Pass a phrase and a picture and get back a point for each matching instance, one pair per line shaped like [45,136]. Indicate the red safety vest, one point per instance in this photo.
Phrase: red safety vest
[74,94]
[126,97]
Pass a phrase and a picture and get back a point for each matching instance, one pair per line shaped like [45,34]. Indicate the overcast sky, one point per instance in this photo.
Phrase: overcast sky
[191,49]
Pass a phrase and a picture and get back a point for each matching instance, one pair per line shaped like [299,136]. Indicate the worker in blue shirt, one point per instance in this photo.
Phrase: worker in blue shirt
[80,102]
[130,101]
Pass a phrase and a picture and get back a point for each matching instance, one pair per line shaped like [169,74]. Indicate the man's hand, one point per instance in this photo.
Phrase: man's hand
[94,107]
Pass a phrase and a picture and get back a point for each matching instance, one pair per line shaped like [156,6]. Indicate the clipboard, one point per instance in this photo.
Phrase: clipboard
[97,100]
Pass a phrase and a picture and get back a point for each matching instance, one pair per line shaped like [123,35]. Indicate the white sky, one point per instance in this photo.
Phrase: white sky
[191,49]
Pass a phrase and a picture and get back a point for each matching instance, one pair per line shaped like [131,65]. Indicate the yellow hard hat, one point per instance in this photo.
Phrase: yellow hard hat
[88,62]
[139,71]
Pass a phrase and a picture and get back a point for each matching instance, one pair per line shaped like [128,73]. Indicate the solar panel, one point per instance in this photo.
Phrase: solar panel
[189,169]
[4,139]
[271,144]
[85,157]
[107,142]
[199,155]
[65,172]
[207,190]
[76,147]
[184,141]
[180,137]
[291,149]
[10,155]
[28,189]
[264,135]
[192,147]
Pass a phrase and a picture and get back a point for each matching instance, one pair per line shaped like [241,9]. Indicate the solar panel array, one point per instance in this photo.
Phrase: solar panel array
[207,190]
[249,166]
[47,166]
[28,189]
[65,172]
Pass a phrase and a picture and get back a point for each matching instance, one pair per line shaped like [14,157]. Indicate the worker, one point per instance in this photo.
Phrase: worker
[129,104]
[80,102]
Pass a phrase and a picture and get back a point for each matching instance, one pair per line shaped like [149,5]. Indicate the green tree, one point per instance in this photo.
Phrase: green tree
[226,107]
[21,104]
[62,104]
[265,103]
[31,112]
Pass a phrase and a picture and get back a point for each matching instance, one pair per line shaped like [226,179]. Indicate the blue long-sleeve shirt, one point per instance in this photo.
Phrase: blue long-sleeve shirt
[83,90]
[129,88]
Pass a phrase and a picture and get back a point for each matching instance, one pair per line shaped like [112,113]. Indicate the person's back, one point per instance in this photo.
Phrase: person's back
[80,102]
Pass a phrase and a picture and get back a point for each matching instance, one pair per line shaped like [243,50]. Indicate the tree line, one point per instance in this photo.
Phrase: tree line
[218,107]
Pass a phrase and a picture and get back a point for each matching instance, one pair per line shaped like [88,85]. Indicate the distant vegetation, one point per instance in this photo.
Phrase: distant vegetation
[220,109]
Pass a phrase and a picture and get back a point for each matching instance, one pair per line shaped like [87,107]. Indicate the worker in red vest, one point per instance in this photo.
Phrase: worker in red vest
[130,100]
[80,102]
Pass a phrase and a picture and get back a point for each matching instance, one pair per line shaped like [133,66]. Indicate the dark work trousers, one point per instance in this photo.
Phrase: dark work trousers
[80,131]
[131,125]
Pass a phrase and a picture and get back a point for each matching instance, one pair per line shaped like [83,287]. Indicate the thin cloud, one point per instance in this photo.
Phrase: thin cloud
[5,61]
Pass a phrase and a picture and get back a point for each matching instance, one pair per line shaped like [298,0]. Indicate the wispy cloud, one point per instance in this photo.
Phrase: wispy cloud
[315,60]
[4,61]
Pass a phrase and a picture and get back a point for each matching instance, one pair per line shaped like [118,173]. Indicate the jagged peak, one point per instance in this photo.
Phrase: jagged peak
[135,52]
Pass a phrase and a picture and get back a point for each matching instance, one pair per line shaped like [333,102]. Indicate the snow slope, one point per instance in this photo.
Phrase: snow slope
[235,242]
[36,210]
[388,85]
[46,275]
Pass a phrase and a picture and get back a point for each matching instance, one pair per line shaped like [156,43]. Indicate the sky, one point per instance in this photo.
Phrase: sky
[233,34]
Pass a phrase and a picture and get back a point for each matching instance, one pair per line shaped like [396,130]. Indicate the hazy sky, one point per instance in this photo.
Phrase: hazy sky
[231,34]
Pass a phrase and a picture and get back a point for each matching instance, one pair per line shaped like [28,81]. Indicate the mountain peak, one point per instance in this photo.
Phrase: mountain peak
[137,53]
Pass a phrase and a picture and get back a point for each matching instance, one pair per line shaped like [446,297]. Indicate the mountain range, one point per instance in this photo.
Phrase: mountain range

* * * *

Render every line of the records above as a Markdown table with the columns Row and Line, numbering the rows in order and leaving out blank lines.

[TASK SOLUTION]
| Row | Line |
|---|---|
| 1 | Pass a phrase and a picture and get back a point for each matching instance, one pair per line shaped like [45,136]. Indicate the red safety vest, one point per instance in this photo. |
| 2 | Phrase: red safety vest |
| 3 | [74,94] |
| 4 | [126,97] |
| 5 | Pass a phrase and a picture and get back a point for each matching instance, one pair per line shaped like [45,34]. Indicate the overcast sky, one point per instance in this photo. |
| 6 | Phrase: overcast sky |
| 7 | [191,49] |
| 8 | Pass a phrase and a picture and get back a point for each matching instance, one pair per line shaped like [299,136]. Indicate the worker in blue shirt, one point per instance in this photo. |
| 9 | Phrase: worker in blue shirt |
| 10 | [80,102] |
| 11 | [130,101] |
| 12 | Pass a phrase and a picture and get back a point for each matching instance, one pair per line shaped like [169,74]. Indicate the man's hand, one point per instance in this photo. |
| 13 | Phrase: man's hand |
| 14 | [94,107] |
| 15 | Pass a phrase and a picture and get back a point for each matching instance, one pair per line shaped like [156,6]. Indicate the clipboard, one point per instance in this photo. |
| 16 | Phrase: clipboard |
| 17 | [97,100] |
| 18 | Pass a phrase and a picture and get back a point for each matching instance, one pair per line shaped like [123,35]. Indicate the white sky, one point per instance in this photo. |
| 19 | Phrase: white sky |
| 20 | [191,49] |
| 21 | Pass a phrase and a picture and get back a point for each matching instance, one pair per line shaped like [131,65]. Indicate the yellow hard hat, one point per instance in this photo. |
| 22 | Phrase: yellow hard hat |
| 23 | [88,62] |
| 24 | [139,71] |
| 25 | Pass a phrase and a picture and get back a point for each matching instance, one pair per line shaped like [128,73]. Indicate the solar panel, one point per instance in this photo. |
| 26 | Phrase: solar panel |
| 27 | [189,169] |
| 28 | [4,139] |
| 29 | [271,144] |
| 30 | [85,157] |
| 31 | [107,142] |
| 32 | [199,155] |
| 33 | [65,172] |
| 34 | [207,190] |
| 35 | [76,147] |
| 36 | [184,141] |
| 37 | [180,137] |
| 38 | [291,149] |
| 39 | [10,155] |
| 40 | [28,189] |
| 41 | [264,135] |
| 42 | [192,147] |
| 43 | Pass a phrase and a picture and get back a point for each matching instance, one pair per line shaped like [241,9]. Indicate the solar panel array, one point per instance in this photo. |
| 44 | Phrase: solar panel array |
| 45 | [207,190] |
| 46 | [249,166] |
| 47 | [47,166] |
| 48 | [28,189] |
| 49 | [65,172] |
| 50 | Pass a phrase and a picture and get back a point for each matching instance, one pair per line shaped like [14,157]. Indicate the worker, one point per instance in this photo. |
| 51 | Phrase: worker |
| 52 | [129,104] |
| 53 | [80,102] |
| 54 | Pass a phrase and a picture and get back a point for each matching instance, one pair per line shaped like [149,5]. Indicate the green tree, one point per instance in this photo. |
| 55 | Phrase: green tree |
| 56 | [226,107] |
| 57 | [21,104] |
| 58 | [62,104] |
| 59 | [265,103] |
| 60 | [31,112] |
| 61 | Pass a phrase and a picture and get back a point for each matching instance, one pair per line shaped like [226,179]. Indicate the blue long-sleeve shirt, one point per instance in this photo. |
| 62 | Phrase: blue long-sleeve shirt |
| 63 | [83,90] |
| 64 | [129,88] |
| 65 | Pass a phrase and a picture and get back a point for each matching instance, one pair per line shaped like [112,113]. Indicate the person's back, one point per instance in this photo. |
| 66 | Phrase: person's back |
| 67 | [80,102] |
| 68 | Pass a phrase and a picture and get back a point for each matching instance, one pair per line shaped like [243,50]. Indicate the tree line, one point per instance in this photo. |
| 69 | Phrase: tree line |
| 70 | [218,107] |
| 71 | Pass a phrase and a picture and get back a point for each matching instance, one pair per line shaped like [88,85]. Indicate the distant vegetation, one point per instance in this photo. |
| 72 | Phrase: distant vegetation |
| 73 | [220,109] |
| 74 | Pass a phrase and a picture and get back a point for each matching instance, one pair per line shaped like [87,107]. Indicate the worker in red vest, one point per instance in this photo. |
| 75 | Phrase: worker in red vest |
| 76 | [130,100] |
| 77 | [80,102] |
| 78 | Pass a phrase and a picture and get back a point for each matching instance, one pair per line shaped like [133,66]. Indicate the dark work trousers, one point per instance in this photo. |
| 79 | Phrase: dark work trousers |
| 80 | [80,131] |
| 81 | [131,125] |
| 82 | Pass a phrase and a picture and get back a point for each matching instance, one pair per line shaped like [83,287]. Indicate the thin cloud, one point per instance in this photo. |
| 83 | Phrase: thin cloud |
| 84 | [5,61] |
| 85 | Pass a phrase and a picture and get back a point for each matching instance, one pair per line shaped like [298,0]. Indicate the wispy cloud, one point per instance in this photo. |
| 86 | Phrase: wispy cloud |
| 87 | [315,60] |
| 88 | [4,61] |
| 89 | Pass a phrase and a picture and get back a point for each matching instance, one pair per line shaped like [118,173]. Indicate the jagged peak, one point per instance in this photo. |
| 90 | Phrase: jagged peak |
| 91 | [135,52] |
| 92 | Pass a phrase and a picture and get back a point for each matching instance, one pair per line shaped like [333,102]. Indicate the snow slope, one point per instance in this photo. |
| 93 | Phrase: snow slope |
| 94 | [235,242] |
| 95 | [36,210] |
| 96 | [388,85] |
| 97 | [46,275] |
| 98 | Pass a phrase and a picture and get back a point for each matching instance, one pair per line shaped like [156,43]. Indicate the sky, one point per instance in this photo. |
| 99 | Phrase: sky |
| 100 | [233,34] |
| 101 | Pass a phrase and a picture and get back a point for each matching instance, one pair per line shaped like [396,130]. Indicate the hazy sky, one point per instance in this photo. |
| 102 | Phrase: hazy sky |
| 103 | [231,34] |
| 104 | Pass a phrase and a picture and get back a point for each matching instance, one pair per line shaped like [28,81]. Indicate the mountain peak, one point per instance in this photo. |
| 105 | Phrase: mountain peak |
| 106 | [137,53] |
| 107 | Pass a phrase and a picture and get back a point for each matching instance, one pair per line shaped like [446,297]. Indicate the mountain range, one point per instance in this photo. |
| 108 | Phrase: mountain range |